- [Text block]

Trigger a recrawl of a document that was created with crawl configuration. This is useful for keeping your knowledge base up-to-date when website content changes.

## When to Recrawl

Use this endpoint when:

* The source website has been updated with new content
* You want to refresh the document's content on a schedule
* The initial crawl encountered errors and you want to retry

## How Recrawling Works

When you trigger a recrawl:

1. The system uses the same starting URL from the original document
2. Links are followed according to the crawl configuration (depth and max\_pages)

- [Material shown]
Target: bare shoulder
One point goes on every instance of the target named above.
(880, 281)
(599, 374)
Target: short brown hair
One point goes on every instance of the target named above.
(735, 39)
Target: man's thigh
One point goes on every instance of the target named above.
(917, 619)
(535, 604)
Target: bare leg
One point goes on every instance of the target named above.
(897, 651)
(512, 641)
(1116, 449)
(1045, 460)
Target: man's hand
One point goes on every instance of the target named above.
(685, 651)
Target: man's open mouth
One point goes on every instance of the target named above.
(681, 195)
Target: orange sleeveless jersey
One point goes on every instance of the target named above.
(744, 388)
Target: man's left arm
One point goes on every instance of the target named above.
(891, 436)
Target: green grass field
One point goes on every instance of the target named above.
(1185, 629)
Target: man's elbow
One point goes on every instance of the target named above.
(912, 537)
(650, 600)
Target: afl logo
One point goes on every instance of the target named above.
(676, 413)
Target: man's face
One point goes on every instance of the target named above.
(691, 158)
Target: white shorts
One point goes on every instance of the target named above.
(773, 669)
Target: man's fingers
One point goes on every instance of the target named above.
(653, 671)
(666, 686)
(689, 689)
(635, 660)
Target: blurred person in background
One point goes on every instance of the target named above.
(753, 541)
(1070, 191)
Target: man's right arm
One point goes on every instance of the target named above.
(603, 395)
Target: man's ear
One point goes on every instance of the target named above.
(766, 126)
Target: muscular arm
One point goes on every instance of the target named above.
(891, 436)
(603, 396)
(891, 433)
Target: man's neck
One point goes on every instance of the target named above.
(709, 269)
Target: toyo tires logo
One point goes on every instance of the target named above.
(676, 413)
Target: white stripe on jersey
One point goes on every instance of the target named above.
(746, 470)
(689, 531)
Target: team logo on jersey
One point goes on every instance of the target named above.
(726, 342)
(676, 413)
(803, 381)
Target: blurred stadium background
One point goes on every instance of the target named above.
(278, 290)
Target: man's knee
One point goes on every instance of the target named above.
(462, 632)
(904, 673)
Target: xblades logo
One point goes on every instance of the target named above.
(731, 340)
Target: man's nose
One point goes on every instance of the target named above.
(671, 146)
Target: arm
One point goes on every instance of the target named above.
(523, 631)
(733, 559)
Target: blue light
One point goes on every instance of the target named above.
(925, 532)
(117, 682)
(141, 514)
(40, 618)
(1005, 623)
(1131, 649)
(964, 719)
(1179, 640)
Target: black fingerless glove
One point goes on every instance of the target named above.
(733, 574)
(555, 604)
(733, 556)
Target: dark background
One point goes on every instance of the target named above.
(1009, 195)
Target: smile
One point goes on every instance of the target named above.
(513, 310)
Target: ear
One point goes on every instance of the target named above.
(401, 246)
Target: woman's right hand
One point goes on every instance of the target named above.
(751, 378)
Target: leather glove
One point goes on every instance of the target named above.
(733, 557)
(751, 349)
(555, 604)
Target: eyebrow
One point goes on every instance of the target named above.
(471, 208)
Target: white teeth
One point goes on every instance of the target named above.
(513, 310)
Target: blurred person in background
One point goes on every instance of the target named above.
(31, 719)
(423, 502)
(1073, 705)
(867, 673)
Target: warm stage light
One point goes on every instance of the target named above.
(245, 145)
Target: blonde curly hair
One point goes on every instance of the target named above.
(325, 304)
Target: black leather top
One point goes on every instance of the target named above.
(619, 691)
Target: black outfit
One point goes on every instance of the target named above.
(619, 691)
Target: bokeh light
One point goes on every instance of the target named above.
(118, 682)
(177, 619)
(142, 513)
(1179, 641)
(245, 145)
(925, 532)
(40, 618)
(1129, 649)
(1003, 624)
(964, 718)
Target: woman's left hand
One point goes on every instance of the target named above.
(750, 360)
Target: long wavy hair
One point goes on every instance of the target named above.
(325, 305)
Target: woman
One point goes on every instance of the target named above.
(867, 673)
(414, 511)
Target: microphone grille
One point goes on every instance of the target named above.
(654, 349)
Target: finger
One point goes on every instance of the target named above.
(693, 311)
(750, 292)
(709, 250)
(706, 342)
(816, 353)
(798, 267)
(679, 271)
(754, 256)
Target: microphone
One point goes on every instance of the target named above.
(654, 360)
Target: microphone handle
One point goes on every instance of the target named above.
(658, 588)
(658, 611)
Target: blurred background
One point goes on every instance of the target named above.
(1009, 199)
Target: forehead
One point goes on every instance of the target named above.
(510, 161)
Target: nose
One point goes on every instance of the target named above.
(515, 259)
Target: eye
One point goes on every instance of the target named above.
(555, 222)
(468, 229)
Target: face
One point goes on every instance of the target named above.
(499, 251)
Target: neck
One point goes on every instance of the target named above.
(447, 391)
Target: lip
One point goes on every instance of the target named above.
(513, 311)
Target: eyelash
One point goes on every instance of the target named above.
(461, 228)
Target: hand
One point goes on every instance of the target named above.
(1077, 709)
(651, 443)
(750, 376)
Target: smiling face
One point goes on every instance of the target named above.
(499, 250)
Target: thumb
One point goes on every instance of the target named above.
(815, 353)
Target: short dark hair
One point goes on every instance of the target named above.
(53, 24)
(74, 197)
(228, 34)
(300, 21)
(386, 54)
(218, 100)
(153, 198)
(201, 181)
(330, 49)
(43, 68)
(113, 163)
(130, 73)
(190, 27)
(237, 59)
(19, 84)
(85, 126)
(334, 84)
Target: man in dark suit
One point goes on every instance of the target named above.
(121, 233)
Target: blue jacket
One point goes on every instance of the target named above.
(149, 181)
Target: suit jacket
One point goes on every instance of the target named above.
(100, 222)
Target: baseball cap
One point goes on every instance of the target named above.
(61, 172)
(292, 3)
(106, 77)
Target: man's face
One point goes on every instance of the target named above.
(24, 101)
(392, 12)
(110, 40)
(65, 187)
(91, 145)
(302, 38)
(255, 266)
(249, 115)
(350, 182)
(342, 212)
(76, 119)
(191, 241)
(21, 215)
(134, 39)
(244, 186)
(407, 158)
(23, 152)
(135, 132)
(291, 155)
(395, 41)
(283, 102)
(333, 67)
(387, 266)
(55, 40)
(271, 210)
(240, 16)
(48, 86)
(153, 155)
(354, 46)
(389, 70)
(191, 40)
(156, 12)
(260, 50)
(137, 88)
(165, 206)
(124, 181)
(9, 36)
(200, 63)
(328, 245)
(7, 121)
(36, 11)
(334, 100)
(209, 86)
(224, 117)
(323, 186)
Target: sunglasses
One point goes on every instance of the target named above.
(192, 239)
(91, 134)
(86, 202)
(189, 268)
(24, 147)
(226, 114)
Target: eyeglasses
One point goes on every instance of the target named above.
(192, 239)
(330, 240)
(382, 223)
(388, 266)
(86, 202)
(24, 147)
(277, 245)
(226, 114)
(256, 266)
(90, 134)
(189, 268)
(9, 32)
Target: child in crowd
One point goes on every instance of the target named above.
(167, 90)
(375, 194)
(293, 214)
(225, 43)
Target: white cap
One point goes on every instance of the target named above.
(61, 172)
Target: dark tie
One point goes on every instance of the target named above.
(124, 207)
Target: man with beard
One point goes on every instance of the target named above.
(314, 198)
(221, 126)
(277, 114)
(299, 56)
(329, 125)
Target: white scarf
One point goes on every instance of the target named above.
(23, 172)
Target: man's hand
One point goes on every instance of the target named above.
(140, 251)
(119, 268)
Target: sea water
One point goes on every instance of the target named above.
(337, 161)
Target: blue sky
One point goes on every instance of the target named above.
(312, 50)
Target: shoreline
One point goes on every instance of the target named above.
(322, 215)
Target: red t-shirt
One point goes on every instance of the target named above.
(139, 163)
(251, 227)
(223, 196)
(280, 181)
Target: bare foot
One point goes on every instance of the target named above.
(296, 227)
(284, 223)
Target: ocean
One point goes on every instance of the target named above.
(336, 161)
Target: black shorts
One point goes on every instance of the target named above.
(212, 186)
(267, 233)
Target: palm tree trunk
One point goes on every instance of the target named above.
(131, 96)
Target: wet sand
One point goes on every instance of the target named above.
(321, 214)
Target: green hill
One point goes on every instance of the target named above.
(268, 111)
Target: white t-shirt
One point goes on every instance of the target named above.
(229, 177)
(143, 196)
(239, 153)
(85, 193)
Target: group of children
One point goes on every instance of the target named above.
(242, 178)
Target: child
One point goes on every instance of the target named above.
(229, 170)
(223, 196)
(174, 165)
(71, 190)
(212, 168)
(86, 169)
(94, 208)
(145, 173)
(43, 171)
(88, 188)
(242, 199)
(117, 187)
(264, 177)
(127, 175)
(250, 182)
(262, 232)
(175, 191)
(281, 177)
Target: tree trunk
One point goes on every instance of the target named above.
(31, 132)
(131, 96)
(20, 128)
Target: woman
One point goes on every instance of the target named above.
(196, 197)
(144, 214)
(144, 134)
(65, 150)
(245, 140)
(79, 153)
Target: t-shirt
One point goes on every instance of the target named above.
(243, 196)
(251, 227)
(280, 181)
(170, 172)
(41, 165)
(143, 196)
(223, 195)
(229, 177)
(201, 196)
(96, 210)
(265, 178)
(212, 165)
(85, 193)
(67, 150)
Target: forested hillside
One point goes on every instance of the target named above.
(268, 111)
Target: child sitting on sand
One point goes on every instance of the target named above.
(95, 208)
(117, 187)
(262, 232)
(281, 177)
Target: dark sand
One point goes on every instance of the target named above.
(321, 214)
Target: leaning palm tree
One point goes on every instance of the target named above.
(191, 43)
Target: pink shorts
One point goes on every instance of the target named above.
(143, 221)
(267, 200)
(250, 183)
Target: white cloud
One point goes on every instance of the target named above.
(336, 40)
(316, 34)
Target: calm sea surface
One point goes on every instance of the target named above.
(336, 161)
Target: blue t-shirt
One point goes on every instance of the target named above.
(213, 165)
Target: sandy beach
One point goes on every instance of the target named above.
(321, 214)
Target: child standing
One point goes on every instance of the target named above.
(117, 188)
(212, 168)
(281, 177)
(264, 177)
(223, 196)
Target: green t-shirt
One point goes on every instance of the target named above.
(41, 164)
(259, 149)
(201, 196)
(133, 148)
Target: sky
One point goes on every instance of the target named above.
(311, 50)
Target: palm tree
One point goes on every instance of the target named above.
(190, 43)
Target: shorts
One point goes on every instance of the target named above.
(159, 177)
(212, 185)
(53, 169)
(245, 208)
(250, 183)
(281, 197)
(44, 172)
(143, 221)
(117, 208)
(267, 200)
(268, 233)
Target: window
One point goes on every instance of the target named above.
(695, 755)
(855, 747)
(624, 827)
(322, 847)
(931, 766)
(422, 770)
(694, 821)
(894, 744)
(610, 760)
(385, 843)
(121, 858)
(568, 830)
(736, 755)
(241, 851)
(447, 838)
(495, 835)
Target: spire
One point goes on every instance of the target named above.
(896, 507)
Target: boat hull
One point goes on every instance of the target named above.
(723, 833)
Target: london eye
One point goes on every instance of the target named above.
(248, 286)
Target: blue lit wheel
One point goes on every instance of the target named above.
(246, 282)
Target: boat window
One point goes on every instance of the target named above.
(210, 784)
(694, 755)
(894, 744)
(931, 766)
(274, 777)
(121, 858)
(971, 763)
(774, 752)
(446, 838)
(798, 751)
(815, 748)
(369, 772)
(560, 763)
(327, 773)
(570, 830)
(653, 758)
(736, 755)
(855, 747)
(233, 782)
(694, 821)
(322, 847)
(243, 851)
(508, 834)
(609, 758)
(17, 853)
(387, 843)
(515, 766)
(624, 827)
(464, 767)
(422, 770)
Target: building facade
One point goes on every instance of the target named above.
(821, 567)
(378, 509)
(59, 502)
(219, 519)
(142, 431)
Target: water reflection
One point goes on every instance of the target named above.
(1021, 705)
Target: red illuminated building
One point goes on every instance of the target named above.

- [Task list]
[1] Rewrite the stretch of the recrawl text from "Use this endpoint" through "(depth and max\_pages)", replacing "crawl configuration" with "crawler settings".
[2] Restate word for word the stretch of the entries from the line that contains "Target: water reflection" through the end of the entries.
The text and the entries come from separate, unrelated sources.

- [Expected responses]
[1]
Use this endpoint when:

* The source website has been updated with new content
* You want to refresh the document's content on a schedule
* The initial crawl encountered errors and you want to retry

## How Recrawling Works

When you trigger a recrawl:

1. The system uses the same starting URL from the original document
2. Links are followed according to the crawler settings (depth and max\_pages)

[2]
Target: water reflection
One point goes on every instance of the target named above.
(1021, 705)
Target: red illuminated building
One point goes on every instance of the target named above.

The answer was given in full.